▶ WHAT NEEDS TO BE DONE:
Without any change, set down every record below.

-- THE INPUT follows --

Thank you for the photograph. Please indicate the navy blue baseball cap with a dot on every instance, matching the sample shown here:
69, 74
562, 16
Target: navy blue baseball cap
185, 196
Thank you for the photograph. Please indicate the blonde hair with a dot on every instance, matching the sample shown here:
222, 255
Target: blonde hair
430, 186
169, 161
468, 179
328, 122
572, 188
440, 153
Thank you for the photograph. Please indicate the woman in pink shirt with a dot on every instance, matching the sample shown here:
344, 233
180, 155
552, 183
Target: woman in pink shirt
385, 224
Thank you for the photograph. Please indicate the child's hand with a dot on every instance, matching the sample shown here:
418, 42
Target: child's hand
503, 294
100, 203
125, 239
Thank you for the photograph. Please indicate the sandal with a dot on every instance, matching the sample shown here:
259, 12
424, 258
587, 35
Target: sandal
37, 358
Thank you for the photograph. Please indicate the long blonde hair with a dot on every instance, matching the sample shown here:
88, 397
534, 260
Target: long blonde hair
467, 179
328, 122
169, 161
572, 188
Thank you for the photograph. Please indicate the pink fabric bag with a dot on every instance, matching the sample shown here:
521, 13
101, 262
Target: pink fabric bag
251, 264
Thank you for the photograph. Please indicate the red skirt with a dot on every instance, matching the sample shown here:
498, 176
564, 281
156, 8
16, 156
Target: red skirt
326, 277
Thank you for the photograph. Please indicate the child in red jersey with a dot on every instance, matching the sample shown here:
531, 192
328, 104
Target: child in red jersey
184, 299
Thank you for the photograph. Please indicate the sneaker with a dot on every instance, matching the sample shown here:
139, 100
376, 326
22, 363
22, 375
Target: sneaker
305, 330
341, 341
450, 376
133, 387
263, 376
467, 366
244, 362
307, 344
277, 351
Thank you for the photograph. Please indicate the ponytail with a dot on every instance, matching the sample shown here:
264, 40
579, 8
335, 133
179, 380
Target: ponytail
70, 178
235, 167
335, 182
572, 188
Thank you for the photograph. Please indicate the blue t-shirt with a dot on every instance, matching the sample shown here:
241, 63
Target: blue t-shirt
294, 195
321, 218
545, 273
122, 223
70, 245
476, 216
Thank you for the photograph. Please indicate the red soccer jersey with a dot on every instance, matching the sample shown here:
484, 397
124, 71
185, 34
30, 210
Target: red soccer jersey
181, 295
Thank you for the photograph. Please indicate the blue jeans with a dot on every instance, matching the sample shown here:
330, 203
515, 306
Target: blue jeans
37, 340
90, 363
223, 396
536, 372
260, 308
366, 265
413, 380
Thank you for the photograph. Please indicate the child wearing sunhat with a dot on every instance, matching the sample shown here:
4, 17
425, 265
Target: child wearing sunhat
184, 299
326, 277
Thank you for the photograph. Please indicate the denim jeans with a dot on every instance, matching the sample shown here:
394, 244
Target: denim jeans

-- THE INPUT concluded --

▶ RESPONSE:
Thank you for the photograph. Please indicate the navy blue baseball cap with a dot on every instance, matching the sample shown here:
69, 74
562, 16
Target: navy blue baseball cap
185, 196
Thank you for the photograph. Please indicate the blonde hair with a dot on every instance, matching the sample shown here:
222, 255
Target: blonde hair
430, 186
169, 161
468, 179
328, 122
572, 188
440, 153
Thank you for the photograph. Please indicate the woman in pink shirt with a dot on every instance, matching the sample shown here:
344, 233
180, 155
552, 183
Target: woman in pink shirt
385, 224
Thank you for the photograph. Please indicate the child's hand with a dot on every instance, matching the sample shown here:
418, 42
Target: child's hand
503, 294
100, 203
125, 239
Thank you for the photograph. Please indicate the sandal with a dot on every instance, matching the sample shown here:
259, 12
424, 258
587, 35
Target: sandal
37, 358
Thank you for the photograph. Please indicate the long blonde hair with a dot on every instance, matching the sample shown here:
88, 397
534, 260
Target: long blonde hair
467, 179
328, 122
169, 161
572, 188
Thank you for the photograph. Please indicate the pink fabric bag with a dot on every instance, matching the sample shown here:
521, 13
101, 262
Target: pink fabric bag
251, 264
Thank you for the photograph. Please indicate the red skirt with a dot on every instance, matching the sample shown here:
498, 176
564, 281
156, 8
16, 156
Target: red skirt
326, 277
Thank you for the photograph. Please indicate the child in red jersey with a dot on every instance, matching the sample shown here:
531, 192
328, 104
Target: child in red jersey
184, 299
Thank you for the photograph. Please indicate the sneaker with a dot on every instance, matching the sample shown here:
139, 100
376, 326
22, 363
22, 375
Target: sneaker
305, 330
341, 341
450, 376
133, 387
263, 376
467, 366
244, 362
307, 344
277, 351
Thank you for the photograph. Please indicate the ponytail with a dot on every instance, matching the sample shown here:
264, 40
579, 8
335, 133
179, 380
Target: ponytail
70, 178
235, 167
335, 182
572, 188
Thank you for the photograph. Please indicate the blue t-shirt with a dot on every instance, matching the sample shown here:
241, 63
Target: blue t-shirt
294, 195
321, 218
545, 273
122, 223
70, 245
476, 216
Thank you for the photograph. Please indicate the red soccer jersey with a dot on every instance, matching the sample shown here:
484, 397
124, 71
185, 34
30, 210
Target: red soccer jersey
181, 295
Thank you for the photograph. Please indicate the blue jeans with a dot on every instance, matching the sample shown here:
330, 203
515, 306
Target: blue jeans
37, 340
90, 363
223, 396
536, 372
260, 308
366, 265
413, 380
Thank you for the photograph. Please indicate the child wearing sunhat with a dot on every instance, matching the sample shown here:
4, 17
425, 265
Target: child wearing sunhat
184, 299
326, 277
Thank you for the photograph. Please indicate the denim jeans with a dot on every instance, matching the sample shown here:
394, 244
Target: denim jeans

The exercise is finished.